* [Data shown]:
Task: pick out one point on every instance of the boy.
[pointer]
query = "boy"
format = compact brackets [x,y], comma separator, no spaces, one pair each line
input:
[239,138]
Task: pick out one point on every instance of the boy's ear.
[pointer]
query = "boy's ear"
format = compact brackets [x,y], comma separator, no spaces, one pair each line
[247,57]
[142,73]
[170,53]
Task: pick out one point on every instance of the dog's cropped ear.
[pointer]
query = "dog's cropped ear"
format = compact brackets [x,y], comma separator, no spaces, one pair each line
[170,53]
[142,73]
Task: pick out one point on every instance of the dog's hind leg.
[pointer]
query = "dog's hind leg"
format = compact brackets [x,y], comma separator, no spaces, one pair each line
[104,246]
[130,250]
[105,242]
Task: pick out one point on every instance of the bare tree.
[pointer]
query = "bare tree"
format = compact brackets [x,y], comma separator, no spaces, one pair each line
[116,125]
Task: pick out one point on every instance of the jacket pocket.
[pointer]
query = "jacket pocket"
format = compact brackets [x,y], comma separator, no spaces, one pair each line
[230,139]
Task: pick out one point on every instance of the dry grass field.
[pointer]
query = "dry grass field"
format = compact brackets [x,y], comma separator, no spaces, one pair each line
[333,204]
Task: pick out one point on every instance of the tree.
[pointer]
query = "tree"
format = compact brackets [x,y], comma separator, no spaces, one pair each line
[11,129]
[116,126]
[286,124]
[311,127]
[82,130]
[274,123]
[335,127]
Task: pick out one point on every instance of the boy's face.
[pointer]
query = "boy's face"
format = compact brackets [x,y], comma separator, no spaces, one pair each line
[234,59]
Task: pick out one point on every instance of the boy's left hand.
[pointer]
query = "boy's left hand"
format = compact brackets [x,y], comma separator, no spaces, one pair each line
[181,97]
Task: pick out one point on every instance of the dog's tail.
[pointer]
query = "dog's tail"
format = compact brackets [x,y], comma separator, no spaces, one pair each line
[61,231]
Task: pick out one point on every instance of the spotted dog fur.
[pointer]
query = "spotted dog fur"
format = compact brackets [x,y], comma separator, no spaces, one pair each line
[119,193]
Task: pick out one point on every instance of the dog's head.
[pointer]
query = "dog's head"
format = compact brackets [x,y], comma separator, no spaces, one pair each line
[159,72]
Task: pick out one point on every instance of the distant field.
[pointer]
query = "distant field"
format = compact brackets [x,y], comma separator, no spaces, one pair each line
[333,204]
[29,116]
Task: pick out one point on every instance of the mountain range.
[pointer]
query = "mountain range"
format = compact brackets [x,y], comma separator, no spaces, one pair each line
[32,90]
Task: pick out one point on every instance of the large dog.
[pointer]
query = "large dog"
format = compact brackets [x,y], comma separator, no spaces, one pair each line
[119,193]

* [Work task]: Reproduce the entire listing. Keep every word as it is.

* [Output of the task]:
Task: pick out one point on every instance of the boy.
[pointer]
query = "boy"
format = compact brackets [x,y], comma separator, no spaces, one pair each line
input:
[239,138]
Task: pick out one point on every instance of the boy's ear.
[pointer]
query = "boy's ear"
format = compact brackets [x,y], comma separator, no spaces, one pair each line
[247,57]
[142,73]
[170,53]
Task: pick out one point on every instance of the dog's cropped ear.
[pointer]
query = "dog's cropped ear"
format = compact brackets [x,y], comma separator, no spaces, one pair each line
[170,53]
[142,73]
Task: pick out one point on every instance of the dog's hind leg.
[pointer]
query = "dog's hind leg"
format = compact brackets [x,y], comma separator, no spaces, one pair each line
[104,246]
[130,250]
[105,242]
Task: pick out one point on every instance of the bare tree.
[pointer]
query = "bare tree"
format = compact brackets [x,y], comma separator, no spaces, one pair each line
[116,125]
Task: pick out one point on every instance of the jacket pocket.
[pointer]
query = "jacket pocket"
format = compact brackets [x,y], comma separator, no spaces, one pair each line
[230,139]
Task: pick out one point on every instance of the dry grass field.
[pointer]
query = "dry grass field"
format = compact brackets [x,y], comma separator, no spaces, one pair each line
[333,204]
Task: pick out one point on every instance of the tree.
[pointer]
query = "tree"
format = compact brackets [x,y], comma separator, no spaces, one pair each line
[11,129]
[116,126]
[286,124]
[311,127]
[82,130]
[274,123]
[335,127]
Task: pick out one point on every instance of the boy's face.
[pointer]
query = "boy's face"
format = compact brackets [x,y], comma separator, no spaces, one pair each line
[234,59]
Task: pick out one point on every instance of the boy's left hand.
[pointer]
query = "boy's left hand"
format = compact brackets [x,y], comma separator, no spaces, one pair each line
[181,97]
Task: pick out one point on every instance of the dog's tail.
[pointer]
query = "dog's tail"
format = compact brackets [x,y], comma separator, no spaces, one pair each line
[61,231]
Task: pick out one point on every instance of the spotted dog fur.
[pointer]
query = "spotted dog fur"
format = compact brackets [x,y], comma separator, no spaces, one pair each line
[119,193]
Task: pick out one point on every instance of the dog's head.
[pointer]
query = "dog's head"
format = compact brackets [x,y], comma separator, no spaces, one pair each line
[159,72]
Task: pick out one point on every instance of the distant field.
[pointer]
query = "distant field"
format = compact brackets [x,y], comma separator, no spaces, one pair each line
[333,204]
[29,116]
Task: pick out one point on every instance of the mountain range.
[pointer]
query = "mountain range"
format = compact brackets [x,y], comma separator, no spaces, one pair each line
[32,90]
Task: pick out one point on every instance of the large dog.
[pointer]
query = "large dog"
format = compact brackets [x,y], comma separator, no spaces, one pair each line
[119,193]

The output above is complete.